• _Work required_:
Return the lines below exactly, starting with the line that contains "Where can you find the finger" and stopping after the last line.

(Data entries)
○ ○ ○ ○

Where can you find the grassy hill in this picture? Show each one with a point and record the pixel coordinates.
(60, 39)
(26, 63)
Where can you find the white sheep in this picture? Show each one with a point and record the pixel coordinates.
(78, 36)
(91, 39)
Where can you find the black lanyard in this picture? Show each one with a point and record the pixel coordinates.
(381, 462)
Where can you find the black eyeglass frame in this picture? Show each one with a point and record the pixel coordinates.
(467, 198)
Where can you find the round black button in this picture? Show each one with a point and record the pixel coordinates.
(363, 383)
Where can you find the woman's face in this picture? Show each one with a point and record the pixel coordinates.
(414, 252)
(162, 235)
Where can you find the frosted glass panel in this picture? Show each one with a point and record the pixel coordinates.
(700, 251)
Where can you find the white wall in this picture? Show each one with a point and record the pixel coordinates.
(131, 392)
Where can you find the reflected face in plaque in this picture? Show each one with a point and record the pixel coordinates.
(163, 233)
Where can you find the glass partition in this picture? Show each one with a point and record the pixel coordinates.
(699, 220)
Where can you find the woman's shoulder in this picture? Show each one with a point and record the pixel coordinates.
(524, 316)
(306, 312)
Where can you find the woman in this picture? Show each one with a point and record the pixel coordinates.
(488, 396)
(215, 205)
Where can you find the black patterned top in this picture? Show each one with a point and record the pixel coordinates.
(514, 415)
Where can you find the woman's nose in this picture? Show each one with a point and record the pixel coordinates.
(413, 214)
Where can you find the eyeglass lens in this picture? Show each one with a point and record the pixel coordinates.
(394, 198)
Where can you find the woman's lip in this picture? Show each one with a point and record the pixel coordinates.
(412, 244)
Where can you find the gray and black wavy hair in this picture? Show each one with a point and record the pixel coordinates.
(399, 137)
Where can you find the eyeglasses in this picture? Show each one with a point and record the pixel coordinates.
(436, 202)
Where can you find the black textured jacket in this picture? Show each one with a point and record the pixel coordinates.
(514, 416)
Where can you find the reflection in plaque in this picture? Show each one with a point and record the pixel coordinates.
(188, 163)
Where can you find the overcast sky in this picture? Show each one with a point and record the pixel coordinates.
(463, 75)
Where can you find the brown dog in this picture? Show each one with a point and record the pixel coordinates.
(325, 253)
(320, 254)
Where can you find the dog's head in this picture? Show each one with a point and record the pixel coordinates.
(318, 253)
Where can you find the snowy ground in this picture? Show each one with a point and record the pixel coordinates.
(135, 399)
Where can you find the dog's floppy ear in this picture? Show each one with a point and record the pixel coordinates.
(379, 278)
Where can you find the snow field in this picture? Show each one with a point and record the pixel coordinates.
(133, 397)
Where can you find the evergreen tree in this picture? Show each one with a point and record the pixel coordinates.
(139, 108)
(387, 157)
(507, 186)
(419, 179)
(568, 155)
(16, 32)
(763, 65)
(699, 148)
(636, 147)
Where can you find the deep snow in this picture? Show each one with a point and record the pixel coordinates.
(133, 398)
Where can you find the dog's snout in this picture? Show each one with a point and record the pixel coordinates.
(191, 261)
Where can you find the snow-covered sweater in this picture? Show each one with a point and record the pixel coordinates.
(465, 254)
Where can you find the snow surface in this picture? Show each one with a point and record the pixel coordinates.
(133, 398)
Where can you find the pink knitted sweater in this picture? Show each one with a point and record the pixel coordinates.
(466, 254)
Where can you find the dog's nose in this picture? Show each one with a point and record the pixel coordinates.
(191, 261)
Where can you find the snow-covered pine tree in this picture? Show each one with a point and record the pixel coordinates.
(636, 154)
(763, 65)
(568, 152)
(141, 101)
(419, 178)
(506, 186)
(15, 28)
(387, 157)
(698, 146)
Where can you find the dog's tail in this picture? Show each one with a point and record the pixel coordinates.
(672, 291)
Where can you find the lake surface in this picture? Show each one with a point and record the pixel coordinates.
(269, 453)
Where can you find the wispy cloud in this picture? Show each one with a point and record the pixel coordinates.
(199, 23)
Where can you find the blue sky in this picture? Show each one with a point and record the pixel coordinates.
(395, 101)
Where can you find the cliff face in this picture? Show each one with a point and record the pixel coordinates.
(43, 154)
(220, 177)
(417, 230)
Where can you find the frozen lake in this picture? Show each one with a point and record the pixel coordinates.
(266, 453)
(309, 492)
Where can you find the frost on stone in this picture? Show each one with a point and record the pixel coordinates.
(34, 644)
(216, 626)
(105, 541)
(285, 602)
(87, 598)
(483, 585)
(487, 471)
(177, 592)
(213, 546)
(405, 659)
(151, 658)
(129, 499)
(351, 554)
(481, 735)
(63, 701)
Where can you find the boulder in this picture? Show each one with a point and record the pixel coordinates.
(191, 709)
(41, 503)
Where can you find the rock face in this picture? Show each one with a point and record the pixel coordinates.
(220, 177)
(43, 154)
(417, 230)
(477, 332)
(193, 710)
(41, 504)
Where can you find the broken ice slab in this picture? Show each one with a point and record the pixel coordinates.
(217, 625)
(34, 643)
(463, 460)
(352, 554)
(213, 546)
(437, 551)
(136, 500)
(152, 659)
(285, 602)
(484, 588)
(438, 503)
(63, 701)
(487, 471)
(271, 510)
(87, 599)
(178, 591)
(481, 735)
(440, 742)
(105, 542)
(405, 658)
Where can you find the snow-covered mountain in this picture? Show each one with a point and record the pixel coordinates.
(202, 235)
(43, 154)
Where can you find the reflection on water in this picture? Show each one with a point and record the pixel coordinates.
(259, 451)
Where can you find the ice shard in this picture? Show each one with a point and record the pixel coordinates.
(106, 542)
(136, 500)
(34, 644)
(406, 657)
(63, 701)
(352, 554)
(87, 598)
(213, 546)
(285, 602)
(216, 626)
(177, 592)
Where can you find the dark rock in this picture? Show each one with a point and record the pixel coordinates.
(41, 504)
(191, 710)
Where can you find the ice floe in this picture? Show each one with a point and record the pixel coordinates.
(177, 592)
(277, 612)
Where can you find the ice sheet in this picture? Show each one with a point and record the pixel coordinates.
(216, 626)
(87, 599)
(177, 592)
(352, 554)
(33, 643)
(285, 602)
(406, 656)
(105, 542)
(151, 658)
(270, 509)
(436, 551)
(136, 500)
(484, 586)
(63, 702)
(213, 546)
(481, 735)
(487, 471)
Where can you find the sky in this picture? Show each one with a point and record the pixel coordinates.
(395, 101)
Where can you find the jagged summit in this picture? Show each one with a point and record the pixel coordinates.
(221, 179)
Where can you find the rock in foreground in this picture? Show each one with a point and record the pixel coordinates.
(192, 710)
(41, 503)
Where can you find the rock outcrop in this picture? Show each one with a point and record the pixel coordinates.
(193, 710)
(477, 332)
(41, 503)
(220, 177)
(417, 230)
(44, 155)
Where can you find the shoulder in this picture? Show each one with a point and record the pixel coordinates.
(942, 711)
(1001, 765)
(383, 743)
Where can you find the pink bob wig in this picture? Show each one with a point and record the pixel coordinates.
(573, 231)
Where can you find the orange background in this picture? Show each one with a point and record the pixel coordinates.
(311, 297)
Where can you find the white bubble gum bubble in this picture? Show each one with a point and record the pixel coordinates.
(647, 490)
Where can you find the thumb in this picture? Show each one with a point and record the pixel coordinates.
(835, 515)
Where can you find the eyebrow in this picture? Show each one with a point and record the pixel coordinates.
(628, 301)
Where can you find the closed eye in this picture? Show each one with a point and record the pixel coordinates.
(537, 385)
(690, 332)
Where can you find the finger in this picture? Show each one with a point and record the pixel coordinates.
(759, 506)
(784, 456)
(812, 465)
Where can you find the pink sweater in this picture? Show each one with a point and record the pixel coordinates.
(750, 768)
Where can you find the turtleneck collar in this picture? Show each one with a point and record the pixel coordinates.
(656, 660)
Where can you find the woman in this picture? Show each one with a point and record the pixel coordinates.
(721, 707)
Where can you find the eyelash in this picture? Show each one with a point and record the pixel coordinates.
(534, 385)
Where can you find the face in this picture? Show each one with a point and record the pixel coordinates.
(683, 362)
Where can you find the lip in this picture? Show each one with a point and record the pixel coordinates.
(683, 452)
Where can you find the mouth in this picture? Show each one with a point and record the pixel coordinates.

○ ○ ○ ○

• _Exercise solution_:
Where can you find the finger in this picture? Show each one with a point and record the pixel coordinates.
(759, 506)
(784, 456)
(812, 465)
Where can you find the pink sweater in this picture? Show each one with a point and record the pixel coordinates.
(750, 768)
Where can you find the turtleneck collar in this picture? Show each one with a point and record the pixel coordinates.
(656, 660)
Where can you find the woman in this picture? Show each one with a point and record the pixel coordinates.
(721, 707)
Where can you find the eyelash in this picture? Show each one with a point and record the pixel coordinates.
(534, 385)
Where can you find the face in this picture? Show each one with a point and record the pixel coordinates.
(683, 362)
Where can you find the lip in this picture? Show each one with a point and record the pixel coordinates.
(683, 452)
Where can you find the mouth in this picture? Show each one with a point and record the pixel coordinates.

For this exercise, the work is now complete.